Change "license plate" to "number plate" in the listing starting at the line that contains "request: give the outline of every instance of the house" and ending at the line that contains "[[[194,151],[193,152],[193,156],[205,156],[205,151]]]". Write out only those lines again, with nothing else altered.

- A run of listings

╔══

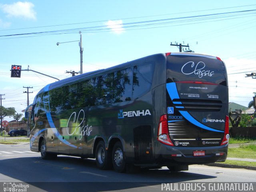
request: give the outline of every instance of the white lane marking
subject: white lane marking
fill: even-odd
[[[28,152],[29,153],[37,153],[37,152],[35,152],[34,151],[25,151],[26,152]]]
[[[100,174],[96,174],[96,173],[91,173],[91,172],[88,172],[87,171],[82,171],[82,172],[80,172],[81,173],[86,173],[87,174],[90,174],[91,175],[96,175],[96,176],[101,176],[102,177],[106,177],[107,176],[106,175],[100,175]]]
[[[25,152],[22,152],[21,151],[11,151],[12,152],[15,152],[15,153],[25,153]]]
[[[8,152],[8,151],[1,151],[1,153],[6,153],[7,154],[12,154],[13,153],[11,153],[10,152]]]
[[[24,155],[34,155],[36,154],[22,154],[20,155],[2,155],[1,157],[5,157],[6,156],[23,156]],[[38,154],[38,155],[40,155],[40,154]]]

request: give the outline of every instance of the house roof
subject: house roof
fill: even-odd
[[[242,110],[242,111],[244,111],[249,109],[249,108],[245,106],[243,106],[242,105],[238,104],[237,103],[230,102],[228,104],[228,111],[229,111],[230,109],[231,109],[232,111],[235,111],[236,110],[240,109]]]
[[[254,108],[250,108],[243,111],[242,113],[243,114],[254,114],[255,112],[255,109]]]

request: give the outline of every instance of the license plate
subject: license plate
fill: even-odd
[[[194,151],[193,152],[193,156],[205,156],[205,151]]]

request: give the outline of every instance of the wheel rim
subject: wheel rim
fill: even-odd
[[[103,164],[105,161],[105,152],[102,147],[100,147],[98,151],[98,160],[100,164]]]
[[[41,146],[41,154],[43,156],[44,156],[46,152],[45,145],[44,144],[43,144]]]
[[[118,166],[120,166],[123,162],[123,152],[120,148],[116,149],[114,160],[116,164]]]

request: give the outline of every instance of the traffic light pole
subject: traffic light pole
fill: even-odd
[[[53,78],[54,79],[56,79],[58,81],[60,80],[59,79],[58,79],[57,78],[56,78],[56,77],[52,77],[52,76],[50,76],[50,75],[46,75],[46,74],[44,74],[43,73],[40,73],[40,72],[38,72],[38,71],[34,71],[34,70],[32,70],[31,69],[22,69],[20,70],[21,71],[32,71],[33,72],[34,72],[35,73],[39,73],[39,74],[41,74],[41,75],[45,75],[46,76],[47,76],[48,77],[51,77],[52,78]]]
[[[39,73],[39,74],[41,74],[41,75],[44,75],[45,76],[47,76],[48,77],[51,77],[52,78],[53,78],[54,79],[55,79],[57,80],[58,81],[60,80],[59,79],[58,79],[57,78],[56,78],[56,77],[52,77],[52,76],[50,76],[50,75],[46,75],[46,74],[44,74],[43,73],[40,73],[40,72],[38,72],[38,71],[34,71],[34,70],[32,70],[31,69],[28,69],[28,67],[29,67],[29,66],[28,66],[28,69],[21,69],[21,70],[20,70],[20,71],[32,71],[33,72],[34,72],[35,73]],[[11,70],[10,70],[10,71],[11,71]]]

╚══
╔══

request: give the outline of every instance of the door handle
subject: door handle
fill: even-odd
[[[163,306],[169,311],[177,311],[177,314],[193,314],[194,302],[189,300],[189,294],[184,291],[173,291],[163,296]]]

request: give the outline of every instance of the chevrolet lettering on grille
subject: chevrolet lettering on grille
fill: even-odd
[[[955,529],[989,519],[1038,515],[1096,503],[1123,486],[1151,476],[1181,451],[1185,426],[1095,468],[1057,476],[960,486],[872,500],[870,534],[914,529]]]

╚══
╔══

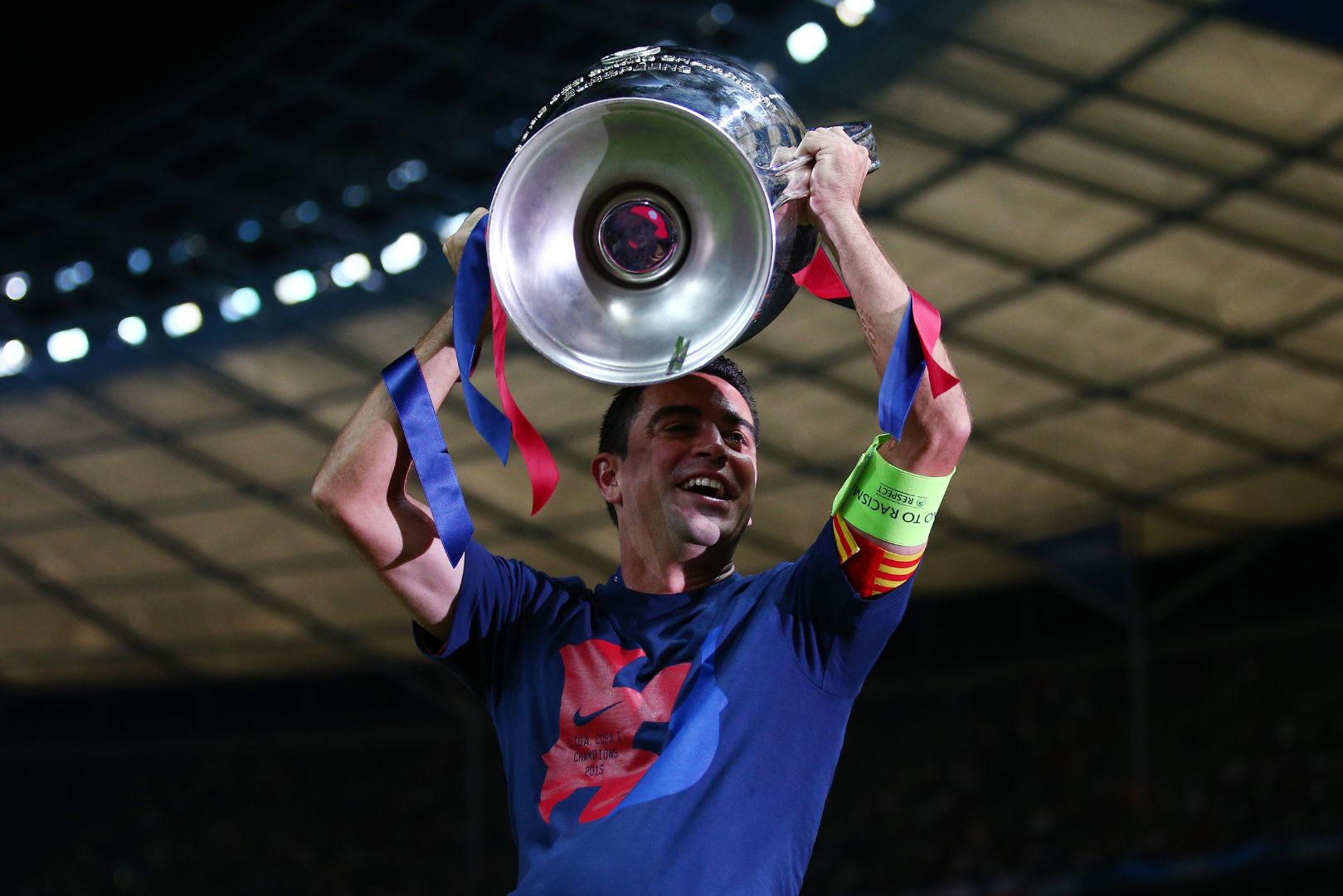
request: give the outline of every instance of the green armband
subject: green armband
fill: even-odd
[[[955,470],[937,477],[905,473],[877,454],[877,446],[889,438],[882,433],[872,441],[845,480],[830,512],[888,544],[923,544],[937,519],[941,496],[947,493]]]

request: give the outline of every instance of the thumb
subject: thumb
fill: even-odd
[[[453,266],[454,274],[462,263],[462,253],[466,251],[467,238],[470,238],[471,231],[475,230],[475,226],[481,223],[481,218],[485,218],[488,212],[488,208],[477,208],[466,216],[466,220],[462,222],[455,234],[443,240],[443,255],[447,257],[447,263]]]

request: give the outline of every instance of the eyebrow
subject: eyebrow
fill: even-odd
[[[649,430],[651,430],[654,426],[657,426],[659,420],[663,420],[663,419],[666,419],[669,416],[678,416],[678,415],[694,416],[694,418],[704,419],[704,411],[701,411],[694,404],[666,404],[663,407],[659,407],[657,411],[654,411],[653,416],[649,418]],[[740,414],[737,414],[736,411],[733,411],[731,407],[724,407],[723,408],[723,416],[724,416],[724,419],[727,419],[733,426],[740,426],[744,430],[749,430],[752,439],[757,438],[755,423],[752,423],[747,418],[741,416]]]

╚══

- Task response
request: give the outline of every instance of the house roof
subject: house roof
fill: even-odd
[[[242,110],[242,111],[244,111],[249,109],[249,108],[245,106],[243,106],[242,105],[238,104],[237,103],[230,102],[228,104],[228,111],[229,111],[230,109],[231,109],[232,111],[235,111],[236,110],[240,109]]]
[[[254,108],[250,108],[243,111],[242,113],[243,114],[254,114],[255,112],[255,109]]]

request: give the outline of every instance of the number plate
subject: number plate
fill: even-odd
[[[194,151],[193,152],[193,156],[205,156],[205,151]]]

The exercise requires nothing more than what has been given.